[Pointing records]
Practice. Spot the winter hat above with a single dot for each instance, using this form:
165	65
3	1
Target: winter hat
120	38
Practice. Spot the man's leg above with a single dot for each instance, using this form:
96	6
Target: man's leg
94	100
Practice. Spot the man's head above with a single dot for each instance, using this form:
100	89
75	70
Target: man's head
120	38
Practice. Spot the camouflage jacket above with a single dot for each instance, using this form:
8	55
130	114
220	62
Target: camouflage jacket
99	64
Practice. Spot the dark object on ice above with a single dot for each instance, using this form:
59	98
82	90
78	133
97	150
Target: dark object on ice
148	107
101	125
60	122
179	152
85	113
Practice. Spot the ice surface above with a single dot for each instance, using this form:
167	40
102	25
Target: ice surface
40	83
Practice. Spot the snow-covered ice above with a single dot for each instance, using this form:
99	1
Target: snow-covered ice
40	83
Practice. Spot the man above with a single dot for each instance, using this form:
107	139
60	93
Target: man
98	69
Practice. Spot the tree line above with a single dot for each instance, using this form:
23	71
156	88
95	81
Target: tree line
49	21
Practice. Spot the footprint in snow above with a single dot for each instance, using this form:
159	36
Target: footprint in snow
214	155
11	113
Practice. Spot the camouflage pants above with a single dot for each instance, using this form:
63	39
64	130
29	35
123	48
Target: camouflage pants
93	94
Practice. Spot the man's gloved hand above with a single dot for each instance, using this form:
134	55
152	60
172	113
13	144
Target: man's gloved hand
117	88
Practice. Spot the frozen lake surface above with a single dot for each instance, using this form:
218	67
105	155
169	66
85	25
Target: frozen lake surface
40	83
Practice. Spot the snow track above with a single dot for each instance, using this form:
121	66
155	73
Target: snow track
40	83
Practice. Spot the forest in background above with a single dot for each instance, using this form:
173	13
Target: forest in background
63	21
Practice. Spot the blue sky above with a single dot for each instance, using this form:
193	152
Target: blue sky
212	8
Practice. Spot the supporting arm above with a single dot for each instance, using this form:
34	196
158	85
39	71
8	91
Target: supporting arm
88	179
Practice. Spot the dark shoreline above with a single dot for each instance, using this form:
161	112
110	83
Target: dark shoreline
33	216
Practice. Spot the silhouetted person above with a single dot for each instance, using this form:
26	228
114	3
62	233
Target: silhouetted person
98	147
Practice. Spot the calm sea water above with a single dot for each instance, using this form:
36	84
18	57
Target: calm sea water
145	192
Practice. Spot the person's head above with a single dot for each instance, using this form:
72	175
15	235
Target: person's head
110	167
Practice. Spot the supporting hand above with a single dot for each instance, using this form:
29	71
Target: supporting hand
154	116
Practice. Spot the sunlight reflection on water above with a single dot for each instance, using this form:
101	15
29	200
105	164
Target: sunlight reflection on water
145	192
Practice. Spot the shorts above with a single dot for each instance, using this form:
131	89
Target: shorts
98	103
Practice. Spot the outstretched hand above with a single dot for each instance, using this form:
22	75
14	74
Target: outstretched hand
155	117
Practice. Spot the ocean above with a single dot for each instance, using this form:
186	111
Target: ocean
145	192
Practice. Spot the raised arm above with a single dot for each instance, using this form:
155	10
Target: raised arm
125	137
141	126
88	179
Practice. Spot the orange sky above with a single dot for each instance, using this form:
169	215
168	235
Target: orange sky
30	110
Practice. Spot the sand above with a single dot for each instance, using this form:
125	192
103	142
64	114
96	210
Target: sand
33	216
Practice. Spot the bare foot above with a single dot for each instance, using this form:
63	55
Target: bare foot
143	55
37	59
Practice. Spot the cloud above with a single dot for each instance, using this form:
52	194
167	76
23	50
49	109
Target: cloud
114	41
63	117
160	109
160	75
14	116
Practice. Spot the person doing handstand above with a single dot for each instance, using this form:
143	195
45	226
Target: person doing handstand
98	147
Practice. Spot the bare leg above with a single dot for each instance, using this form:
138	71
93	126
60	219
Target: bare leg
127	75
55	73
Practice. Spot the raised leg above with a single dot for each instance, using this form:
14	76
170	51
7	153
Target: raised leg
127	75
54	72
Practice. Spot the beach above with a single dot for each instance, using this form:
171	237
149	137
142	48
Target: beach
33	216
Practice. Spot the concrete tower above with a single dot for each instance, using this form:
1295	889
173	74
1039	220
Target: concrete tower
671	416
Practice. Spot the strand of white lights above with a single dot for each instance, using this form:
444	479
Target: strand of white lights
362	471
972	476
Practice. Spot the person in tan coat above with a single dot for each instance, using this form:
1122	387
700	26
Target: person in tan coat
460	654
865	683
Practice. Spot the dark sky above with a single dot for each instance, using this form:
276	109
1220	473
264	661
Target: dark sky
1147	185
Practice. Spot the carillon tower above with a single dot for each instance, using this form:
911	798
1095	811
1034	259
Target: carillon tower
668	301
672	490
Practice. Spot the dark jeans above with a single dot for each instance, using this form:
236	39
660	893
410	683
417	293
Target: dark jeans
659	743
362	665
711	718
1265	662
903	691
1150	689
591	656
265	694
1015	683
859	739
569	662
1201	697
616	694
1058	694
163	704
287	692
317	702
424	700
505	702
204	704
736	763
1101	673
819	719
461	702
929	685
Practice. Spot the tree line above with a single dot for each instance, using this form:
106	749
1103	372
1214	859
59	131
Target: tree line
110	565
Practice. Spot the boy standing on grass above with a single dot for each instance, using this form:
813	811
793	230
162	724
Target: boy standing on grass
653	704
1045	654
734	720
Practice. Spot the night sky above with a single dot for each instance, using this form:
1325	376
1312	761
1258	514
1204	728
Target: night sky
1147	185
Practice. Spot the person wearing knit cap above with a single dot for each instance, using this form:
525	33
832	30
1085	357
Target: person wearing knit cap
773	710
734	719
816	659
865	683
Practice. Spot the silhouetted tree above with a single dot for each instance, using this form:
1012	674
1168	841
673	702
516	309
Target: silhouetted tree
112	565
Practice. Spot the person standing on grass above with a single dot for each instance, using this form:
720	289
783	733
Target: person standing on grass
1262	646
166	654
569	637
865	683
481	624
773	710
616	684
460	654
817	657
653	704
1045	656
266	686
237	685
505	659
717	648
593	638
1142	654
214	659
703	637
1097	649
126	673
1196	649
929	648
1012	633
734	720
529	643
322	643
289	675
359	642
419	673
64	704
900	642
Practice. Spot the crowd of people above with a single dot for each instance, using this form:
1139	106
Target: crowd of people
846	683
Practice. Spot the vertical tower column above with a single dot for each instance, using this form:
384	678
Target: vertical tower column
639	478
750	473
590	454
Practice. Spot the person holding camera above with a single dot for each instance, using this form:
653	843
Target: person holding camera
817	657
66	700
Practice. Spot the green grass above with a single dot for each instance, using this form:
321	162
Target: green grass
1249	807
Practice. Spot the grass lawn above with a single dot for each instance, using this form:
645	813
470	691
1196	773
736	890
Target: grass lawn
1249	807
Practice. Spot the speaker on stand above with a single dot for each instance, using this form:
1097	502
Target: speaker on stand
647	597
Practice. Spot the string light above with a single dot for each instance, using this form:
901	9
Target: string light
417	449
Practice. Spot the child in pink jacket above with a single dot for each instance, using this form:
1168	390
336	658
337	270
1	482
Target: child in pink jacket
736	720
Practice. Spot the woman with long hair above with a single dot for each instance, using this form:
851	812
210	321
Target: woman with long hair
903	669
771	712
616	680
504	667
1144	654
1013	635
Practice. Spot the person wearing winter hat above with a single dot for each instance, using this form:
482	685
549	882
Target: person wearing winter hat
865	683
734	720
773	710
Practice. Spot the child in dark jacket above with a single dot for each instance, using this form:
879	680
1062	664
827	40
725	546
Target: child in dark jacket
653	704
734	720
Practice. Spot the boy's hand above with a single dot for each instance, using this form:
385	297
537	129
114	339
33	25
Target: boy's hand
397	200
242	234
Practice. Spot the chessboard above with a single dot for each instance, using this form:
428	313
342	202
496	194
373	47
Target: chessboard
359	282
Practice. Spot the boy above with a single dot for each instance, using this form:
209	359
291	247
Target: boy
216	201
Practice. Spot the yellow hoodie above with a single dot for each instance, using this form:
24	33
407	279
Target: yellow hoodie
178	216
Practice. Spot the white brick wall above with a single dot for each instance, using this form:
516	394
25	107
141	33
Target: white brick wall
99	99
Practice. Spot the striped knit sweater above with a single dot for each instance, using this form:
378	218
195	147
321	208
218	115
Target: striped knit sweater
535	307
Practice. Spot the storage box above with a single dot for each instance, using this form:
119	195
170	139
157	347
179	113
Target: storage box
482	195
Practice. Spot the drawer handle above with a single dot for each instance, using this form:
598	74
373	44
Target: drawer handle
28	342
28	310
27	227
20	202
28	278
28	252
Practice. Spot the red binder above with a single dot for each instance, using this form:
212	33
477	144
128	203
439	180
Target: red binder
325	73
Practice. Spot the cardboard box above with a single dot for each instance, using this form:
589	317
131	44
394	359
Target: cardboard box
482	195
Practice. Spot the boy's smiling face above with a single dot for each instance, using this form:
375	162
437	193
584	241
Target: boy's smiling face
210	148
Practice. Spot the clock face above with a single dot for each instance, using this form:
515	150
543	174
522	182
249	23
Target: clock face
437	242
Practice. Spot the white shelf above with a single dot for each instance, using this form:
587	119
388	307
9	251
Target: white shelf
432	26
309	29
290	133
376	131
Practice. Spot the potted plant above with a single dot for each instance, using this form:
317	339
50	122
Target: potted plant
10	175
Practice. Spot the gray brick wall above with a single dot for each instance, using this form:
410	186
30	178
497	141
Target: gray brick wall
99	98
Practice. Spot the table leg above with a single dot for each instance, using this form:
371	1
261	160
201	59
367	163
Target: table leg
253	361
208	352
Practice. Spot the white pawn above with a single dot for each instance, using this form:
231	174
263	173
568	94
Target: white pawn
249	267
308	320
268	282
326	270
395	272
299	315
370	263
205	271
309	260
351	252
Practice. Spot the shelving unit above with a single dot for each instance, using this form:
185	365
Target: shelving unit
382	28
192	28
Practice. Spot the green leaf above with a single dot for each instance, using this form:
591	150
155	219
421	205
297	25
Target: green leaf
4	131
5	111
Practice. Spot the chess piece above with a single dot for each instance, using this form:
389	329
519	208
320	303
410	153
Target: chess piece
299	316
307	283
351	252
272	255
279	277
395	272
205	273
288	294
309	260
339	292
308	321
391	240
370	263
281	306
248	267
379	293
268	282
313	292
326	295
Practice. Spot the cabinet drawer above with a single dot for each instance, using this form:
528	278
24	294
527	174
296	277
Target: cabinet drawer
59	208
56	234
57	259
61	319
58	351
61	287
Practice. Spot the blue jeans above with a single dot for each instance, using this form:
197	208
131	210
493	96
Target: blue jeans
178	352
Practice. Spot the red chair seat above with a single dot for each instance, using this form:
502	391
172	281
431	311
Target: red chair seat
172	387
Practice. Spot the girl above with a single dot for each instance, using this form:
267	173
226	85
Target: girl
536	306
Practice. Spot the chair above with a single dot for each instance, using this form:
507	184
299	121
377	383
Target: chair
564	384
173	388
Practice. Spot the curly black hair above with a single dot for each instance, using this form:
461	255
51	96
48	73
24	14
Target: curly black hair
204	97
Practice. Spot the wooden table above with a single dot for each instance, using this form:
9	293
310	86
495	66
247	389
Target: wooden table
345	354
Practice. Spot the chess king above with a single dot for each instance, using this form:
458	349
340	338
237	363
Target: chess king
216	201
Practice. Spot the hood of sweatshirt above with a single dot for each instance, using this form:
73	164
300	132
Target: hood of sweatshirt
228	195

* Problem to solve
Give back exactly the lines running from the line containing "Practice. Spot the shelving" through the end of the material above, both included, and nothing beyond them.

* Result of the task
Practice. Spot the shelving unit above with a single dot for each instance, using this form:
185	365
Target: shelving unit
382	28
192	28
Practice. Spot the green leaf above with a single dot for each instance, using this form:
591	150
155	219
421	205
297	25
Target: green leaf
4	131
5	111
Practice. Spot the chess piece above with a single dot for each instance, using this form:
389	329
519	208
320	303
410	153
Target: chess piece
299	316
307	283
351	252
272	255
279	277
395	272
205	273
288	294
309	260
339	292
308	321
391	240
370	263
281	306
248	267
379	293
268	282
313	292
326	295
Practice. Spot the cabinet drawer above with a single dot for each instance, using this form:
528	278
24	294
527	174
296	277
Target: cabinet drawer
59	208
56	234
57	259
61	319
58	351
61	287
Practice. Spot the blue jeans above with a single dot for each instance, using this form:
197	208
131	210
493	96
Target: blue jeans
178	352
Practice. Spot the red chair seat above with a single dot for each instance, using this form:
502	391
172	281
431	311
Target: red chair seat
172	387
Practice. Spot the girl above with a single dot for each instance, using this form:
267	173
226	85
Target: girl
536	306
Practice. Spot the chair above with a single dot for each instance, using this form:
507	184
299	121
377	383
Target: chair
564	384
173	388
Practice. Spot the curly black hair above with a single dot for each instance, using this form:
461	255
51	96
48	73
24	14
Target: curly black hair
204	97
Practice. Spot the wooden table above with a single dot for each instance, using this form:
9	293
310	86
495	66
247	389
Target: wooden table
345	354
Practice. Spot the chess king above with a single dot for each instance, using this form:
458	349
340	338
237	363
Target: chess king
216	201
Practice. Spot the hood of sweatshirt above with a single dot for each instance, using this form:
73	164
300	132
Target: hood of sweatshirt
228	195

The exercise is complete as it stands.